No Censo Demográfico de 2010, foi privilegiada a percepção da população sobre sua dificuldade em enxergar, ouvir e locomover-se, como forma de identificar a deficiência visual, auditiva e motora. As perguntas foram formuladas a partir de estudos conjuntos entre o IBGE e demais países do Mercosul, com base em questões propostas pelo Grupo de Washington sobre Estatísticas das Pessoas com Deficiência (Washington Group on Disability Statistics - GW). Essa parceria teve como objetivo principal criar um banco de dados uniformizado, que permita a comparação entre as estatísticas de todos os países do grupo. 

A partir da formulação básica: “Tem dificuldade permanente de...?”, os informantes foram questionados sobre as limitações e dificuldades percebidas no seu cotidiano. Podemos supor que essa metodologia tenha favorecido a identificação de deficientes antes não detectados pelo censo, contribuindo para o aumento expressivo nessa porcentagem, entre 2000 e 2010.
• • • • •
_Tarefa 1_
Filtre as linhas abaixo e copie cada uma que contenha a palavra "tree", diferenciando maiúsculas de minúsculas.

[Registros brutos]
• • • • •
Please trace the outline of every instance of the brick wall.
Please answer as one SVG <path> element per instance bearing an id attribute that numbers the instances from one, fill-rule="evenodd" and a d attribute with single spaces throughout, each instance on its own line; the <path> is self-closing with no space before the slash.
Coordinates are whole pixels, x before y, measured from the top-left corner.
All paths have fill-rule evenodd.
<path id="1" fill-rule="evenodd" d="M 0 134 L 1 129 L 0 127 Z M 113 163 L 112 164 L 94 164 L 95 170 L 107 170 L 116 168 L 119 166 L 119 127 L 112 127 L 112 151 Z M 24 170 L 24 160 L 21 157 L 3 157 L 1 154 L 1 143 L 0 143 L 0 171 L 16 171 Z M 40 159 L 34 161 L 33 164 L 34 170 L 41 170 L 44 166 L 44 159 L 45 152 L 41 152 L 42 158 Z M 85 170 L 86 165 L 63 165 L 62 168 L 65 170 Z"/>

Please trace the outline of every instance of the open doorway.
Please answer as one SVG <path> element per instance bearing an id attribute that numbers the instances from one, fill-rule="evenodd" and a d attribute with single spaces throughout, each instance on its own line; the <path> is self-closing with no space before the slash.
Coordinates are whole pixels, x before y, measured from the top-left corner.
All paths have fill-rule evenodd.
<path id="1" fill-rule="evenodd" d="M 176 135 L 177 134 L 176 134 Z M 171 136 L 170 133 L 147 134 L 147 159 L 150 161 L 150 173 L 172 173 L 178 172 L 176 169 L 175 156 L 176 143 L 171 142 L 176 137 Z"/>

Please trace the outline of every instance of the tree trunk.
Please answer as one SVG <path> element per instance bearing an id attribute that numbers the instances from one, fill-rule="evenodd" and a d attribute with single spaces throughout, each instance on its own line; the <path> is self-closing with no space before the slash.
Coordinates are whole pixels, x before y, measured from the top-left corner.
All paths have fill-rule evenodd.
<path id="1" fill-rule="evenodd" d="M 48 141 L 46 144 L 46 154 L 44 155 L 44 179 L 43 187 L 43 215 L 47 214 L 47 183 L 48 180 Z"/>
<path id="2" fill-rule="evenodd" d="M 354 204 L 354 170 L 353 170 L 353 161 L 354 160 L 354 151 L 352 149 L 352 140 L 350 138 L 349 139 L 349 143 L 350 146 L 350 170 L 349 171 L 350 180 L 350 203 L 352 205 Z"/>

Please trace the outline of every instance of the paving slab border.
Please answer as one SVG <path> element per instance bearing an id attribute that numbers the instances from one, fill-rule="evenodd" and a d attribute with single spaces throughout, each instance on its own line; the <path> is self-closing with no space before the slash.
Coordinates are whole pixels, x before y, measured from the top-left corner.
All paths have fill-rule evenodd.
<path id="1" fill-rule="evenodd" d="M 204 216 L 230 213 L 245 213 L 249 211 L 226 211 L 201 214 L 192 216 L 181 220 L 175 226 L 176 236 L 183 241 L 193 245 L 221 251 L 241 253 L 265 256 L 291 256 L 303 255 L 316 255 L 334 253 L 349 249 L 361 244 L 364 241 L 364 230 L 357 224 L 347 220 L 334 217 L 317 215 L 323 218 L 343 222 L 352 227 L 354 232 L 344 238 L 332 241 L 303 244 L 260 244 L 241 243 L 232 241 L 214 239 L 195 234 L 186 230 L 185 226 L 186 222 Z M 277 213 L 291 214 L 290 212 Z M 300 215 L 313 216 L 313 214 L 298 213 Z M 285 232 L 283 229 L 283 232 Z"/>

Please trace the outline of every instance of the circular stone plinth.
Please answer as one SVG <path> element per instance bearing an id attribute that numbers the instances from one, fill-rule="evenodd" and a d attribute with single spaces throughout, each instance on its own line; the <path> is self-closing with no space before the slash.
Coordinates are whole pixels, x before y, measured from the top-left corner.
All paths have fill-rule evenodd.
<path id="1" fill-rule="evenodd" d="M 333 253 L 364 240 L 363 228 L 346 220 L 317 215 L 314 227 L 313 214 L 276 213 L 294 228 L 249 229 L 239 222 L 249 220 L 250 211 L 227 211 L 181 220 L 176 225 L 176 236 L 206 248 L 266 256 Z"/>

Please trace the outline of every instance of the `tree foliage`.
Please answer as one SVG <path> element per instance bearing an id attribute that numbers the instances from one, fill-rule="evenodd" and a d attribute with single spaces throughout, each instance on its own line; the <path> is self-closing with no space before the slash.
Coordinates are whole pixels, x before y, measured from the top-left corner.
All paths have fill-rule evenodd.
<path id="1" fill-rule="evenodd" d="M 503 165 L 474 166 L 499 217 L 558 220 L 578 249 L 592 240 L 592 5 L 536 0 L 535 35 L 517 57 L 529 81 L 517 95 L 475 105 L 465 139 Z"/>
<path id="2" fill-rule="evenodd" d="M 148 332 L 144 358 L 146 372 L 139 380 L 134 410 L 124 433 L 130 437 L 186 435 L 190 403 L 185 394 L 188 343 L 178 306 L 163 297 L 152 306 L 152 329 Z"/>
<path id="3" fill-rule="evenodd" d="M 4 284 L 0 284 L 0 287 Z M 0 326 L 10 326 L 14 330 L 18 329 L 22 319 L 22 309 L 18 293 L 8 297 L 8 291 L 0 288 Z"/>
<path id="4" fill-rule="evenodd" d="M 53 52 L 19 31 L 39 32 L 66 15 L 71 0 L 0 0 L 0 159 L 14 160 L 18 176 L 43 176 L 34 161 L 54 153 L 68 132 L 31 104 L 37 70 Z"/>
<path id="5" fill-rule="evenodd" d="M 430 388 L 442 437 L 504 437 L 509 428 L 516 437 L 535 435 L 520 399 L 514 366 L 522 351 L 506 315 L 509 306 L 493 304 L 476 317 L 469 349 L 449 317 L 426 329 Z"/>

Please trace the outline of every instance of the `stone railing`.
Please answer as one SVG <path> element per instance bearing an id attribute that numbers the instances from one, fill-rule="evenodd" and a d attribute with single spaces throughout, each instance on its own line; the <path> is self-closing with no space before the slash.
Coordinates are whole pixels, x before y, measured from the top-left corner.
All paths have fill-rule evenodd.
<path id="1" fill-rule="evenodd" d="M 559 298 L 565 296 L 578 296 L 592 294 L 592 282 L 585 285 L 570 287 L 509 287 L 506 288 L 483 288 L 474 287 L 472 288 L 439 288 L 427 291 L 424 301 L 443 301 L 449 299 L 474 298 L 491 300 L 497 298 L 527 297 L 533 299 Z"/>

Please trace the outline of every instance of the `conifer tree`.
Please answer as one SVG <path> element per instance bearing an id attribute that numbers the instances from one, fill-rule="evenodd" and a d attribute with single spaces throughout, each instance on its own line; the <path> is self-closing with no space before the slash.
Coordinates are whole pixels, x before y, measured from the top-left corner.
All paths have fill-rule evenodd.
• • • • •
_Tarefa 2_
Responda com base na página sobre o Censo de 2010:
(a) Com quais países o IBGE fez os estudos conjuntos que deram origem às perguntas?
(b) Qual foi a formulação básica usada para questionar os informantes?
(c) Qual era o objetivo principal da parceria?

_Resposta completa 1_
Please trace the outline of every instance of the tree trunk.
Please trace the outline of every instance of the `tree foliage`.
Please trace the outline of every instance of the `conifer tree`.

_Resposta completa 2_
(a) Com os demais países do Mercosul.
(b) “Tem dificuldade permanente de...?”
(c) Criar um banco de dados uniformizado que permita a comparação entre as estatísticas de todos os países do grupo.